SHORT EXERCISE: Reproduce the rows from the first line up to and including the line with "top-left (230, 10), bottom-right (255, 27)", requests included, and shift every bounding box coordinate in the answers by adding 9, leaving the requests and their format samples unchanged. Leave the pictures out of your output.

★ ★ ★

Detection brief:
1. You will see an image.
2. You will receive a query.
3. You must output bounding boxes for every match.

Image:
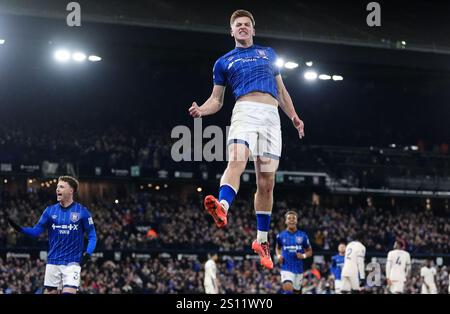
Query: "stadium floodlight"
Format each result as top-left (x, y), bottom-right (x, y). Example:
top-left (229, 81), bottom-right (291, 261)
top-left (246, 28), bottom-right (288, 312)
top-left (319, 74), bottom-right (331, 81)
top-left (284, 61), bottom-right (298, 70)
top-left (275, 58), bottom-right (284, 68)
top-left (303, 71), bottom-right (317, 81)
top-left (53, 49), bottom-right (70, 62)
top-left (72, 52), bottom-right (86, 62)
top-left (88, 55), bottom-right (102, 62)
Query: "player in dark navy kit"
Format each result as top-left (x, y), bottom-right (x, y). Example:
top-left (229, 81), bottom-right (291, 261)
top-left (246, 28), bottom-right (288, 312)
top-left (275, 211), bottom-right (313, 294)
top-left (8, 176), bottom-right (97, 294)
top-left (330, 243), bottom-right (345, 294)
top-left (189, 10), bottom-right (305, 269)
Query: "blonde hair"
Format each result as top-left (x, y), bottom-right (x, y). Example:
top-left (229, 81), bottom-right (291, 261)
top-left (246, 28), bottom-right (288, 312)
top-left (58, 176), bottom-right (80, 193)
top-left (230, 10), bottom-right (255, 27)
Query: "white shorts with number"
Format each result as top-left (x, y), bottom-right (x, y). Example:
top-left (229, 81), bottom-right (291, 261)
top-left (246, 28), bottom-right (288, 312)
top-left (389, 281), bottom-right (405, 293)
top-left (334, 279), bottom-right (342, 294)
top-left (44, 264), bottom-right (81, 289)
top-left (420, 284), bottom-right (437, 294)
top-left (227, 101), bottom-right (281, 160)
top-left (280, 270), bottom-right (303, 290)
top-left (341, 276), bottom-right (361, 292)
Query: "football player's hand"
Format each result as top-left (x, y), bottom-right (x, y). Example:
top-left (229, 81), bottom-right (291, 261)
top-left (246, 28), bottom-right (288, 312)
top-left (6, 216), bottom-right (22, 232)
top-left (189, 101), bottom-right (202, 118)
top-left (292, 115), bottom-right (305, 138)
top-left (80, 252), bottom-right (91, 266)
top-left (359, 279), bottom-right (366, 290)
top-left (278, 255), bottom-right (284, 265)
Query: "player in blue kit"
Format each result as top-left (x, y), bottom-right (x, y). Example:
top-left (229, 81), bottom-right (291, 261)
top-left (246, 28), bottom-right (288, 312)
top-left (189, 10), bottom-right (305, 269)
top-left (275, 211), bottom-right (313, 294)
top-left (330, 243), bottom-right (345, 294)
top-left (8, 176), bottom-right (97, 294)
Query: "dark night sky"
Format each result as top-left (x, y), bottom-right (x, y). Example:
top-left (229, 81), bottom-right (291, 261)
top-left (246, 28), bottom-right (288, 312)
top-left (0, 12), bottom-right (450, 145)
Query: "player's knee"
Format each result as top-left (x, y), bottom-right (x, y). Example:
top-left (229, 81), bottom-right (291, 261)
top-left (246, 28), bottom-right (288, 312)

★ ★ ★

OUTPUT:
Detection brief:
1. You will see an image.
2. You will receive a query.
3. You must output bounding boxes for every match.

Image:
Query: "stadium floodlight"
Format each result as top-left (x, y), bottom-right (x, y). Example:
top-left (229, 81), bottom-right (291, 261)
top-left (246, 28), bottom-right (288, 312)
top-left (328, 83), bottom-right (340, 90)
top-left (293, 70), bottom-right (307, 79)
top-left (284, 67), bottom-right (293, 77)
top-left (312, 80), bottom-right (326, 90)
top-left (62, 58), bottom-right (79, 71)
top-left (81, 61), bottom-right (95, 71)
top-left (97, 64), bottom-right (111, 71)
Query: "player in dark navy kit"
Format each result as top-left (x, y), bottom-right (x, y). Example:
top-left (229, 81), bottom-right (291, 261)
top-left (246, 28), bottom-right (288, 312)
top-left (284, 220), bottom-right (322, 303)
top-left (17, 185), bottom-right (106, 303)
top-left (339, 252), bottom-right (354, 303)
top-left (198, 19), bottom-right (314, 278)
Query: "blonde hair"
Format each result as top-left (x, y), bottom-right (x, y). Example:
top-left (229, 81), bottom-right (291, 261)
top-left (246, 28), bottom-right (288, 312)
top-left (67, 185), bottom-right (89, 202)
top-left (239, 19), bottom-right (264, 36)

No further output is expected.